## TO DO
Copy every record exactly as it appears in the data below.

# # #

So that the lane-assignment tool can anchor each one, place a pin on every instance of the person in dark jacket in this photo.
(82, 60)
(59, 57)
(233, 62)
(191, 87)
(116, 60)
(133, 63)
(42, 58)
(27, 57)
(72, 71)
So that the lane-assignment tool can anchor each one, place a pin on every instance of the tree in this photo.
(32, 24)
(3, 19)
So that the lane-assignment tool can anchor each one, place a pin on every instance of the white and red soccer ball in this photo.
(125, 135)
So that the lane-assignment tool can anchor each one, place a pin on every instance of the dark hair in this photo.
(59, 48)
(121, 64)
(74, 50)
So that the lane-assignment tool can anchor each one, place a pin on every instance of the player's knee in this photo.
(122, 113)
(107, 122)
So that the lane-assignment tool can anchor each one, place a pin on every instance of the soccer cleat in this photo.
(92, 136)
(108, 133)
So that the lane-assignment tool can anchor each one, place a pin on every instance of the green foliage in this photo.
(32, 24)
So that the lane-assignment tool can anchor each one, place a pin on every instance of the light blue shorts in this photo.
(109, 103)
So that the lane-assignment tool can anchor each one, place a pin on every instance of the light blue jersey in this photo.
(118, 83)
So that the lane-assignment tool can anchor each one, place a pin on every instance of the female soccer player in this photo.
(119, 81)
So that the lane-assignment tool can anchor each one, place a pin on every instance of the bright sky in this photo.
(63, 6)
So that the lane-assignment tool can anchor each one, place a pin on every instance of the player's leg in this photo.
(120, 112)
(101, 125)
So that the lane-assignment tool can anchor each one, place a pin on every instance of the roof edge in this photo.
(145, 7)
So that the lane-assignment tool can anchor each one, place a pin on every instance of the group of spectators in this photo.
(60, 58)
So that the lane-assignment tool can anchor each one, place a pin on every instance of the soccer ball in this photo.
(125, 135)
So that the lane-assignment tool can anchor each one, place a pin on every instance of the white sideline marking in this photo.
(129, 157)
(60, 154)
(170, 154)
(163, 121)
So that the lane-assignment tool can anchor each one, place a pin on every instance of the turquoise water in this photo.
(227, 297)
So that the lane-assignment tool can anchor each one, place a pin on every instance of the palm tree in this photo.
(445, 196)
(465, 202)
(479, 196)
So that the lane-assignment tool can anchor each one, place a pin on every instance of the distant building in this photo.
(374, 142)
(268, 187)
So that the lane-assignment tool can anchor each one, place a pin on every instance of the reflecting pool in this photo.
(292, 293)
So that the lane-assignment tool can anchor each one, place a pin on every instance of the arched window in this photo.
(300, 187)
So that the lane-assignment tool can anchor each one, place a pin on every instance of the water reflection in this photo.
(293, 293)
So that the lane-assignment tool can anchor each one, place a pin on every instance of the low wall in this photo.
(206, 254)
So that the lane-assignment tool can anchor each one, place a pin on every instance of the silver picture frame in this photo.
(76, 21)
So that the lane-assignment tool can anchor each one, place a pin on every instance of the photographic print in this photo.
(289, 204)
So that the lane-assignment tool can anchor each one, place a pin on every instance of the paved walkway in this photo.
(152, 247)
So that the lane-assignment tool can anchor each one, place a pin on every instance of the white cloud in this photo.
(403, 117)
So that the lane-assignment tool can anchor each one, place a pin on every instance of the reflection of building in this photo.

# # #

## PROBLEM SOLUTION
So that the lane-assignment tool can anchor each one, place a pin on every instance of the person in dark jacket in this photo.
(82, 60)
(59, 57)
(233, 62)
(191, 87)
(116, 60)
(133, 63)
(42, 58)
(27, 57)
(72, 71)
So that the lane-assignment tool can anchor each one, place a pin on every instance of the tree in this photo.
(32, 24)
(3, 19)
So that the lane-assignment tool can anchor each one, place a pin on every instance of the white and red soccer ball in this photo.
(125, 135)
So that the lane-assignment tool can anchor each one, place a pin on every instance of the dark hair in this photo.
(59, 48)
(121, 64)
(74, 50)
So that the lane-assignment tool can anchor each one, place a pin on every instance of the player's knee in this photo.
(122, 113)
(107, 122)
So that the lane-assignment tool can anchor each one, place a pin on every instance of the soccer cleat in this photo.
(92, 136)
(108, 133)
So that the lane-assignment tool can anchor each one, place a pin on every instance of the green foliage in this photo.
(32, 24)
So that the lane-assignment tool can anchor each one, place a pin on every instance of the light blue shorts in this photo.
(109, 103)
So that the lane-assignment tool can anchor each one, place a pin on every instance of the light blue jersey in this photo.
(118, 83)
So that the lane-assignment tool can anchor each one, place a pin on every instance of the female soccer player in this photo.
(119, 81)
So that the lane-assignment tool can anchor each one, place a pin on every instance of the bright sky in this photo.
(63, 6)
So that the lane-assignment tool can anchor each one, place a pin on every instance of the player's leg in this photo.
(120, 112)
(101, 125)
So that the lane-assignment tool can anchor each one, place a pin on every instance of the roof edge in this photo.
(145, 7)
So that the lane-assignment tool can anchor each one, place a pin on every instance of the group of spectators in this photo.
(60, 58)
So that the lane-assignment tool can anchor each one, place a pin on every instance of the soccer ball in this photo.
(125, 135)
So that the lane-assignment tool can anchor each one, place a pin on every instance of the white sideline marking in this photo.
(129, 157)
(60, 154)
(170, 154)
(163, 121)
So that the lane-assignment tool can anchor each one, place a pin on every instance of the turquoise water in this photo.
(227, 297)
So that the lane-assignment tool can anchor each one, place a pin on every instance of the palm tree in this photo.
(445, 196)
(465, 202)
(479, 196)
So that the lane-assignment tool can anchor each one, place a pin on every instance of the distant building in this photo.
(374, 142)
(268, 187)
So that the lane-assignment tool can anchor each one, place a pin on every instance of the reflecting pool in this photo.
(292, 293)
So that the lane-assignment tool can anchor each one, place a pin on every instance of the arched window in this photo.
(300, 187)
So that the lane-assignment tool can anchor each one, place a pin on every instance of the water reflection in this photo.
(293, 293)
So that the lane-assignment tool can anchor each one, place a pin on every instance of the low wall in this photo.
(206, 254)
So that the lane-assignment tool can anchor each one, place a pin on every instance of the silver picture frame in this photo.
(76, 21)
So that the lane-assignment tool can anchor each one, place a pin on every instance of the photographic print in this photo.
(289, 204)
So that the lane-assignment tool can anchor each one, place a pin on every instance of the paved walkway in this photo.
(152, 247)
So that the lane-assignment tool can anchor each one, place a pin on every instance of the white cloud in this photo.
(403, 117)
So that the lane-assignment tool can anchor each one, place a pin on every instance of the reflection of building in this photo.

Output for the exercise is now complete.